--- Document ---
------------------------

Women in Surfing & Yoga: Breaking Barriers, Finding Strength
Women in Surfing & Yoga: Breaking Barriers, Finding Strength
The ocean is not a woman. But it treats everyone the same: It tests you. It humbles you. And if you respect it, it transforms you.
Surfing and yoga have this in common: they're not about proving anything to anyone. They're about proving things to yourself.
The Reality of Women in Surf & Yoga Spaces
Let's be honest: surfing and yoga used to be male and female-coded respectively. Surf bros and yoga chicks. Reductive. Both spaces are changing fast.
But here's what we've noticed at Zenno: Women who show up: whether they've never surfed or yoga'd before: often progress faster and go deeper than expected. Not because they're naturally more flexible or athletic. But because they come with fewer ego shields.
They show up willing to fall. To look awkward. To not know. And then they fly.
What Women Get Wrong About Starting
"I'm not athletic enough."
Surfing isn't about being athletic. It's about balance, timing, and persistence. Women are naturally balanced. The timing you'll learn. Persistence? You already have it.
"I'll look stupid."
You will. Everyone does. The surfers who look smooth now? They looked stupid for months. That's how you learn.
"The guys will judge me."
Some will. Most won't. And the ones who do? Their opinion is irrelevant to whether you catch a wave or not.

------------------------

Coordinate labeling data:
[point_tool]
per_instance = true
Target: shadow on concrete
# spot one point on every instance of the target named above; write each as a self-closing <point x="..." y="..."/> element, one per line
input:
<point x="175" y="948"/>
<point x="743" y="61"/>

------------------------

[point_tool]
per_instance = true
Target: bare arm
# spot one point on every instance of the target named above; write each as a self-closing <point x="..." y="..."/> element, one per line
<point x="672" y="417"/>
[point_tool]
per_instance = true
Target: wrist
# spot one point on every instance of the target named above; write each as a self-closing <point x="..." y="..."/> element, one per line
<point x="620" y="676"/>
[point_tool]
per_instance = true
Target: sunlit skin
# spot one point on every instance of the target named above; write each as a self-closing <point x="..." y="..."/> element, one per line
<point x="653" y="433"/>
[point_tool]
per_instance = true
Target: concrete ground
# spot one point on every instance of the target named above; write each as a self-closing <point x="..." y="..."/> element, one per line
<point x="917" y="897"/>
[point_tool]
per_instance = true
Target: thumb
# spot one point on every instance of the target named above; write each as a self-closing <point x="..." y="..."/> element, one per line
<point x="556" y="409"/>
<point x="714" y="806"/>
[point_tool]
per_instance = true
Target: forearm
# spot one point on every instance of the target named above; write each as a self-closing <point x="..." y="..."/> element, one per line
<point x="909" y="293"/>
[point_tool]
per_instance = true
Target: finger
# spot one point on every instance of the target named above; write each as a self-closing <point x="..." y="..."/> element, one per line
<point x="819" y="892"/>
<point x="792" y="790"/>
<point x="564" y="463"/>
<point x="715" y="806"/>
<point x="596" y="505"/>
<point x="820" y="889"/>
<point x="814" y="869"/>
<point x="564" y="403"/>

------------------------

--- Exercise directions ---
Answer these questions using the article on women in surfing and yoga:
1. According to the article, what three things is surfing about?
2. What does the article say women come to these spaces with fewer of?
3. For how long did the surfers who look smooth now look stupid?

--- Reply to the task ---
1. Balance, timing, and persistence.
2. Ego shields.
3. For months.